§ WHAT YOU SHOULD DO
Please reproduce the material below, swapping each "Guideline" for "Instruction" and leaving everything else unchanged.

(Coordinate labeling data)

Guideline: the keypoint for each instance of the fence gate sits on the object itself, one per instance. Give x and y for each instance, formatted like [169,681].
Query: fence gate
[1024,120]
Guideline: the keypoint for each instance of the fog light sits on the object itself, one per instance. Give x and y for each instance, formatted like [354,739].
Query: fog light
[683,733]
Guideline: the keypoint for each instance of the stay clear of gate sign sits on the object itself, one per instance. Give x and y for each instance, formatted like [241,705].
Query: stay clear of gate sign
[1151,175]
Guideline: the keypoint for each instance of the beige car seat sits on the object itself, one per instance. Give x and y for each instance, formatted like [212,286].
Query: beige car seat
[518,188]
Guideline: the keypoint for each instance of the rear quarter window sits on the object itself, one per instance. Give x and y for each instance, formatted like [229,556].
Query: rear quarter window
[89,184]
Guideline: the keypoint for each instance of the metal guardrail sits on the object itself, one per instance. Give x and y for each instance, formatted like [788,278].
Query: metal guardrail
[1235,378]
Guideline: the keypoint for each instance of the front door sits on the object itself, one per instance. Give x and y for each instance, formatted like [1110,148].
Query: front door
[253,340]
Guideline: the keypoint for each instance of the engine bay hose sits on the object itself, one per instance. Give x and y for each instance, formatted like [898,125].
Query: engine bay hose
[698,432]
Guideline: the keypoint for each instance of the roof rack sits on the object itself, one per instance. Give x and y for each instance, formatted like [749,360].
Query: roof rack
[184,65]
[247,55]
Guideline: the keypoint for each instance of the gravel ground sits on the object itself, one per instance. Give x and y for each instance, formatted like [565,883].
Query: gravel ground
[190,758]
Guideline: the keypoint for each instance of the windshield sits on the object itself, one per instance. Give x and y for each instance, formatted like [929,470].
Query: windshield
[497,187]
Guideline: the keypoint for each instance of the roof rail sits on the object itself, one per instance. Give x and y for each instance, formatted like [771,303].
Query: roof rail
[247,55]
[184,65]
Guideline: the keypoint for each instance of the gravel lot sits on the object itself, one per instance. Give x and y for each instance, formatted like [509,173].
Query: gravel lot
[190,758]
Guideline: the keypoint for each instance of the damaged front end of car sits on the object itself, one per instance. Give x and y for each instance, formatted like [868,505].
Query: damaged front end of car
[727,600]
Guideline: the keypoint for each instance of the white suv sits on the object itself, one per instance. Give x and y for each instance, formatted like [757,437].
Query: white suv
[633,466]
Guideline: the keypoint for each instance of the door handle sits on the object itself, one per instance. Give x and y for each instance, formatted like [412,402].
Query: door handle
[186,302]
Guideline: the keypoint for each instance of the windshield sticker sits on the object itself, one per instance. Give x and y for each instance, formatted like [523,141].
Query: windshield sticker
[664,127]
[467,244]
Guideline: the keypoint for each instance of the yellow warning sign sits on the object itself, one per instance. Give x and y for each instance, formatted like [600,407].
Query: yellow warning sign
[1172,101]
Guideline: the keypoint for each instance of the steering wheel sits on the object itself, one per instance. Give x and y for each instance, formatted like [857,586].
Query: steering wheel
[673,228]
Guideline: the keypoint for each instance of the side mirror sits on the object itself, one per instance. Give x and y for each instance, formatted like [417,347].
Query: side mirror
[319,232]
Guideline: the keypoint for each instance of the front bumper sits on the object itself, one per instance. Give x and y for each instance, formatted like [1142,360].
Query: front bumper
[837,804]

§ WRITTEN RESPONSE
Instruction: the keypoint for each instance of the fence gate sits on the object itself, one per instance. Give x and y for each instance, formatted like [169,681].
Query: fence gate
[1024,120]
Instruction: the keypoint for each instance of the fog light sits on the object itself, one per instance. Give x and y for each instance, formatted like [354,739].
Query: fog light
[683,733]
Instruction: the keypoint for each instance of the stay clear of gate sign sits on the object itself, one per instance. Give x and y for each instance, formatted like [241,705].
Query: stay clear of gate sign
[1151,175]
Instruction: the keypoint for each instance of the beige car seat sits on the object itself, one per instance. Give x and y for each instance, formatted like [212,286].
Query: beige car seat
[518,188]
Instruction: the keypoint for each instance of the rear quarter window sits on the object itself, one per instance. Give x and y for each instance, formatted like [229,556].
Query: rear quarter window
[89,184]
Instruction: the keypoint for each instance of the metal guardrail sits on the object itself, one per instance. Give x and y for each instance, formatted like [788,278].
Query: metal guardrail
[1235,378]
Instruction: the keypoint for each instance of the front door sits on the object itself, one per instance. Give x and y for each instance, formatted like [1110,148].
Query: front door
[253,340]
Instruction: the keypoint for each instance of the engine bay hose sits on the object itself, one per instance. Give x and y for each instance, formatted like [898,125].
Query: engine bay hose
[698,432]
Instruction: the keypoint for each instance of the roof rack sits on the object itself, one per instance. Give x and y for each instance, formatted like [749,360].
Query: roof rack
[184,65]
[247,55]
Instruction: the keypoint for each instance of the gravel ground sits on the object itself, one per instance. Give x and y for each instance, formatted like [565,883].
Query: gravel ground
[190,758]
Instruction: the keypoint for each instance of the windshield sits on the object itself, one per instance. Give x and y for each instance, formatted like [929,470].
Query: windshield
[497,187]
Instruction: the keypoint for each instance of the roof rail sits on the object itself, one per instance. Give x and y for each instance, formatted like [771,303].
Query: roof rail
[247,55]
[184,65]
Instruction: the keypoint for each instance of the gravel lot sits on the object itself, one per instance. Give x and y for each instance, formatted like [509,173].
Query: gravel lot
[190,758]
Instruction: the keypoint for each instance of the damaged front end of car sits on the object itself, one per instance. Give x and y for each instance, formatted like [868,505].
Query: damaged front end of car
[727,600]
Instruction: the keypoint for each instance of the white suv sits on the object itself, one per instance. Give x and y for each instance, formatted like [757,437].
Query: white suv
[633,466]
Instruction: the keypoint for each instance of the door handle sits on the object itself, one per instance. Give x and y for each instance, formatted like [412,402].
Query: door handle
[186,302]
Instruction: the keypoint for each instance of the windshield sticker sits on the object itself, one per instance. Give x and y for each instance, formatted like [523,141].
Query: windshield sticker
[664,127]
[467,244]
Instruction: the keypoint for each instance of the yellow warning sign sits on the object itself, one per instance. Give x and y for each instance, formatted like [600,407].
Query: yellow warning sign
[1172,101]
Instruction: the keypoint for each instance of the steering wheel sits on the object itself, one per instance. Give x and y for each instance, formatted like [857,586].
Query: steering wheel
[673,228]
Instruction: the keypoint for each instance of the side mirror sits on the object itself, one per instance. Give x and y for each instance, formatted like [417,347].
Query: side mirror
[319,232]
Instruction: the keypoint for each instance of the front bumper sits on the object itself, one per instance. Give x and y for each instance, formatted like [1142,360].
Query: front bumper
[837,804]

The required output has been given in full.